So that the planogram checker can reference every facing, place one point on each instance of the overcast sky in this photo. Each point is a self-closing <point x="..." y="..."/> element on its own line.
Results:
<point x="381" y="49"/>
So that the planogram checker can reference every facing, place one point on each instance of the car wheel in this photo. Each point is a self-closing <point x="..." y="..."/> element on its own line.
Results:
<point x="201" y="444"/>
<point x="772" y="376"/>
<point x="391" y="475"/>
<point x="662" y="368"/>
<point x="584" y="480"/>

********************

_PROBLEM TO WORK ON_
Rescale all the lines above. Repeat each one, requests included, and multiply every x and y coordinate in the points by 0.3, rounding to the nearest whole number with halves going up.

_ANSWER_
So that the planogram checker can reference every facing, place one point on each instance of the overcast sky in this photo. Each point is a self-closing <point x="..." y="..."/> element on its own line.
Results:
<point x="114" y="15"/>
So that the planogram checker can reference every facing, place one point on each instance of the car wheel in this photo. Each point is a self-closing <point x="..." y="..."/> element on its own line.
Results:
<point x="60" y="133"/>
<point x="232" y="113"/>
<point x="117" y="143"/>
<point x="199" y="110"/>
<point x="175" y="144"/>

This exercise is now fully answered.